_TASK TO COMPLETE_
Copy every line of the data items below word for word, leaving out the pictures.

(Data items)
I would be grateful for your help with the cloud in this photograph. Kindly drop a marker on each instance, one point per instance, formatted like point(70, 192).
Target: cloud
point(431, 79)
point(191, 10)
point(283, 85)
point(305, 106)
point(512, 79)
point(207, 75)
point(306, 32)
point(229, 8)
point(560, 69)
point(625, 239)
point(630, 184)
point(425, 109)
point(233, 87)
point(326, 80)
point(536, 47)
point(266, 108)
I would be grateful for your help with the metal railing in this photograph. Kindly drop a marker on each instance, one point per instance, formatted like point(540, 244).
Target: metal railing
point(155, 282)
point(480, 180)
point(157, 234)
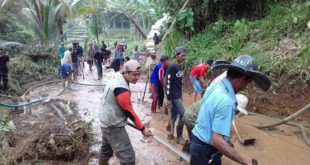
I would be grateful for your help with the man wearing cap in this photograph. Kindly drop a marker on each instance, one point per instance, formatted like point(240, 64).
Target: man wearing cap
point(198, 75)
point(62, 50)
point(4, 71)
point(151, 62)
point(217, 111)
point(157, 82)
point(115, 109)
point(174, 78)
point(117, 64)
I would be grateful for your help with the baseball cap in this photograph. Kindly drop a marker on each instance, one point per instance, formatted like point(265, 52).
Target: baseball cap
point(179, 50)
point(163, 58)
point(153, 52)
point(131, 66)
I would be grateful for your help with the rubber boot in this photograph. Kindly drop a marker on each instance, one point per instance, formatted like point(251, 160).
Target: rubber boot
point(170, 131)
point(180, 139)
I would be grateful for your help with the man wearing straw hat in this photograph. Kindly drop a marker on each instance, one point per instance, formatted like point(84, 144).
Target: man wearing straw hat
point(217, 111)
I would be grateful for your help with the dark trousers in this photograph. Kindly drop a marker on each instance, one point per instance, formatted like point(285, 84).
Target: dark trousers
point(203, 153)
point(99, 69)
point(116, 140)
point(4, 82)
point(177, 110)
point(158, 96)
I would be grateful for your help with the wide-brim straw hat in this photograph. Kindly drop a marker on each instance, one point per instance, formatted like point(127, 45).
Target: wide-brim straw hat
point(246, 65)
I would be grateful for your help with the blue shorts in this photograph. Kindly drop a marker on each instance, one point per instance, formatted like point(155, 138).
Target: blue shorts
point(196, 85)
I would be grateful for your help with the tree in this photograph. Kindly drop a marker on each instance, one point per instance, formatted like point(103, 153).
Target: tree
point(45, 17)
point(132, 9)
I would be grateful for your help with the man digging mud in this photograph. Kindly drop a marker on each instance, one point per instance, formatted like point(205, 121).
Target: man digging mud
point(114, 111)
point(217, 111)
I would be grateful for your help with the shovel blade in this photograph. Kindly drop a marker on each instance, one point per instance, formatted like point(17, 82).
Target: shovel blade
point(249, 142)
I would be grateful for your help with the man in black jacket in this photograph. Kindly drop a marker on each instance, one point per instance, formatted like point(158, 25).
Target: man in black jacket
point(174, 78)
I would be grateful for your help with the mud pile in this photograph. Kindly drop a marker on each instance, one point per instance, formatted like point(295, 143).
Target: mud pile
point(44, 136)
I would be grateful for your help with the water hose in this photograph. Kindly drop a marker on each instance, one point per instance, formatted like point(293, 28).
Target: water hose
point(301, 127)
point(85, 84)
point(49, 82)
point(33, 102)
point(287, 119)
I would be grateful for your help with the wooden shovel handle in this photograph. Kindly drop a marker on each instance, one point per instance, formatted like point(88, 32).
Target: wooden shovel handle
point(236, 130)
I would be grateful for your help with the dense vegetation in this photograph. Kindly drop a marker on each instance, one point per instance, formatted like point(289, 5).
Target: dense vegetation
point(279, 41)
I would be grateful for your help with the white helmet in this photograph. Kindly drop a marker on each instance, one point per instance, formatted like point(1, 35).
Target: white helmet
point(242, 103)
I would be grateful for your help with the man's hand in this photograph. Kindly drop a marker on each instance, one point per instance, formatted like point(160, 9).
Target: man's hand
point(146, 132)
point(168, 104)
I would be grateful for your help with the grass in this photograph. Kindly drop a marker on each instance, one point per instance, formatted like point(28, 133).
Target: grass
point(279, 42)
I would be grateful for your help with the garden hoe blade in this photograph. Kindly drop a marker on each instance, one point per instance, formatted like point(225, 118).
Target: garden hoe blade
point(246, 142)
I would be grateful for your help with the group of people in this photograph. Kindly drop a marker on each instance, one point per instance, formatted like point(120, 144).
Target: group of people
point(4, 71)
point(211, 119)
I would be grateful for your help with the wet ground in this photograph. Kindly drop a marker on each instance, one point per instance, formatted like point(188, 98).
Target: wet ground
point(282, 145)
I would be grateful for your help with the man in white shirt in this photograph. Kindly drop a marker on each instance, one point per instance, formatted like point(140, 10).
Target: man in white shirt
point(67, 57)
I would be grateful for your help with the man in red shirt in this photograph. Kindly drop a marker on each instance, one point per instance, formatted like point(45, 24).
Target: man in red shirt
point(115, 109)
point(198, 75)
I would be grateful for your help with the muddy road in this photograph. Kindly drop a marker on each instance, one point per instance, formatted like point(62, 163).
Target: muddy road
point(280, 146)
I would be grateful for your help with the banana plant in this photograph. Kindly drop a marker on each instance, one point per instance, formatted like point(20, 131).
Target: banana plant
point(44, 16)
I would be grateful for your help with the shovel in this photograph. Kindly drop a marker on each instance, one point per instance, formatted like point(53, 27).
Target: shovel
point(246, 142)
point(182, 154)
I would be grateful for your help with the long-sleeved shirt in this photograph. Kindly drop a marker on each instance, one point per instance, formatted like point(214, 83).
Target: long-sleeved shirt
point(150, 64)
point(174, 78)
point(67, 58)
point(122, 96)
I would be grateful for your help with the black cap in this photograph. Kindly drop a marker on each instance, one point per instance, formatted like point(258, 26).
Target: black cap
point(179, 50)
point(163, 58)
point(116, 63)
point(210, 62)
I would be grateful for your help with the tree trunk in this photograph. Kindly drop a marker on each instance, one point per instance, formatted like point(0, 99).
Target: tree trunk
point(137, 27)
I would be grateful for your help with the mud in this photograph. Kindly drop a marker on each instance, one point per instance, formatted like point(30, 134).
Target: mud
point(282, 145)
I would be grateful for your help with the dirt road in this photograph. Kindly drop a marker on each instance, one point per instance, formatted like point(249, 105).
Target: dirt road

_WORKED SOLUTION_
I would be grateful for your help with the cloud in this photograph. Kindly drop a marker on each instance, one point per instance, formatted like point(70, 192).
Target: cloud
point(431, 79)
point(191, 10)
point(283, 85)
point(305, 106)
point(512, 79)
point(207, 75)
point(306, 32)
point(229, 8)
point(560, 69)
point(625, 239)
point(630, 184)
point(425, 109)
point(233, 87)
point(326, 80)
point(536, 47)
point(266, 108)
I would be grateful for your help with the metal railing in this photograph. Kindly drop a marker on each instance, one point per instance, formatted like point(540, 244).
Target: metal railing
point(155, 282)
point(480, 180)
point(157, 234)
I would be grateful for your help with the man wearing cap in this photograph. Kindly drop a marker on each instance, one point per instance, formatted like point(240, 64).
Target: man wearing cap
point(198, 75)
point(62, 50)
point(4, 71)
point(151, 62)
point(217, 111)
point(157, 82)
point(115, 109)
point(174, 78)
point(117, 64)
I would be grateful for your help with the baseball cap in this photograph. Kindly drop a marker on each instance, one point per instance, formatted like point(265, 52).
Target: baseball cap
point(179, 50)
point(163, 58)
point(153, 52)
point(131, 66)
I would be grateful for your help with the rubber boot in this photograph. Kindly drop a marker on each instance, one point per instance, formatted like point(251, 160).
Target: rubber boot
point(170, 131)
point(180, 139)
I would be grateful for your help with the man wearing straw hat in this photograph. Kindly drop a marker on each instance, one point per instance, formatted like point(84, 144).
Target: man wearing straw hat
point(217, 111)
I would be grateful for your help with the dark trousers in this photograph. Kindly drop a marker on each instance, one point per instance, formatted like point(285, 84).
Target: dark trousers
point(203, 153)
point(99, 69)
point(116, 140)
point(4, 82)
point(177, 110)
point(158, 96)
I would be grateful for your help with the wide-brim straw hat in this photograph. Kindly drop a marker on each instance, one point per instance, formatted like point(127, 45).
Target: wide-brim straw hat
point(246, 65)
I would be grateful for your help with the blue shorts in this photograph. Kindly drop a marker on each instance, one point per instance, formatted like point(155, 138).
Target: blue shorts
point(196, 85)
I would be grateful for your help with the tree in this photograph. Kindly drop a marker on each instance, one point per instance, formatted like point(103, 153).
Target: tree
point(45, 17)
point(132, 9)
I would be grateful for your help with the man digging mud in this photograph. Kindly drop a marker on each instance, one point per instance, formatted like point(205, 121).
Target: man digging mud
point(114, 111)
point(217, 111)
I would be grateful for your help with the shovel blade in this photograph. Kindly drop a marker on each instance, one point per instance, formatted like point(17, 82).
Target: shovel blade
point(249, 142)
I would be grateful for your help with the man in black jacket in this photograph. Kindly drop a marker on each instance, one point per instance, formatted like point(158, 25).
Target: man in black jacket
point(174, 78)
I would be grateful for your help with the mud pile in this photograph. Kindly drop a marker on each instance, one point per instance, formatted like point(295, 143).
Target: mud pile
point(44, 136)
I would be grateful for your help with the water hose in this photograph. Kindly drop a marker on each instance, one point per instance, formatted like point(293, 28).
Target: water hose
point(301, 127)
point(85, 84)
point(49, 82)
point(33, 102)
point(287, 119)
I would be grateful for your help with the wooden shovel handle in this photograph. Kindly drop a marker on each instance, one point per instance, formatted like point(88, 32).
Target: wooden shovel handle
point(236, 130)
I would be grateful for your help with the dense vegetation in this photograph. Kindly drop a marker on each instance, one point per instance, formatted like point(289, 5).
Target: dense vegetation
point(279, 41)
I would be grateful for your help with the white helmet in this photograph. Kindly drop a marker on each instance, one point per instance, formatted like point(1, 35).
Target: white helmet
point(242, 103)
I would be grateful for your help with the man's hand in this photograph. Kindly drop a marker on each instance, one point per instance, formatted like point(160, 9).
Target: man's hand
point(146, 132)
point(168, 104)
I would be grateful for your help with the grass in this photograph. Kindly drop a marker on each instance, one point per instance, formatted like point(28, 133).
Target: grass
point(279, 42)
I would be grateful for your help with the garden hoe blade in this photograph. Kindly drop a marker on each instance, one point per instance, formatted like point(225, 118).
Target: garden hoe blade
point(246, 142)
I would be grateful for your help with the group of people in this photograph. Kindly drop a marker on each instance, one point per instance, formatted like point(120, 144).
Target: group of people
point(4, 71)
point(211, 119)
I would be grateful for your help with the wet ground in this photograph. Kindly drop a marker on each instance, one point per instance, formatted like point(188, 98).
Target: wet ground
point(282, 145)
I would be grateful for your help with the man in white shirt in this photograph. Kindly drop a marker on each instance, one point per instance, formatted like point(140, 10).
Target: man in white shirt
point(67, 57)
I would be grateful for your help with the man in red shirt in this photograph. Kindly drop a marker on each instance, one point per instance, formatted like point(45, 24).
Target: man in red shirt
point(115, 109)
point(198, 75)
I would be grateful for your help with the muddy road in this photograph. Kindly drop a marker on each instance, one point per instance, formatted like point(62, 163).
Target: muddy road
point(280, 146)
I would be grateful for your help with the banana plant in this photograph. Kindly drop a marker on each instance, one point per instance, formatted like point(20, 131).
Target: banana plant
point(44, 16)
I would be grateful for your help with the shovel in this photograph. Kindly drop a marker on each instance, one point per instance, formatted like point(53, 27).
Target: shovel
point(246, 142)
point(182, 154)
I would be grateful for your help with the long-sleeved shirt in this photograph. Kindly drop a marker on each instance, one point per instance, formatted like point(214, 83).
Target: long-sleeved shirt
point(150, 64)
point(174, 78)
point(67, 58)
point(122, 96)
I would be grateful for your help with the black cap in this photograph. Kindly drop a marker on each instance, one point per instance, formatted like point(258, 26).
Target: black cap
point(179, 50)
point(163, 58)
point(116, 63)
point(210, 62)
I would be grateful for your help with the tree trunk in this photograph. Kindly drop a marker on each instance, one point per instance, formatted like point(0, 99).
Target: tree trunk
point(137, 27)
I would be grateful for your help with the mud in this photograph. Kindly drop a marker on each instance, one point per instance, formatted like point(30, 134).
Target: mud
point(282, 145)
I would be grateful for your help with the dirt road in this photograph. Kindly drop a marker on each instance, one point per instance, formatted like point(249, 105).
Target: dirt road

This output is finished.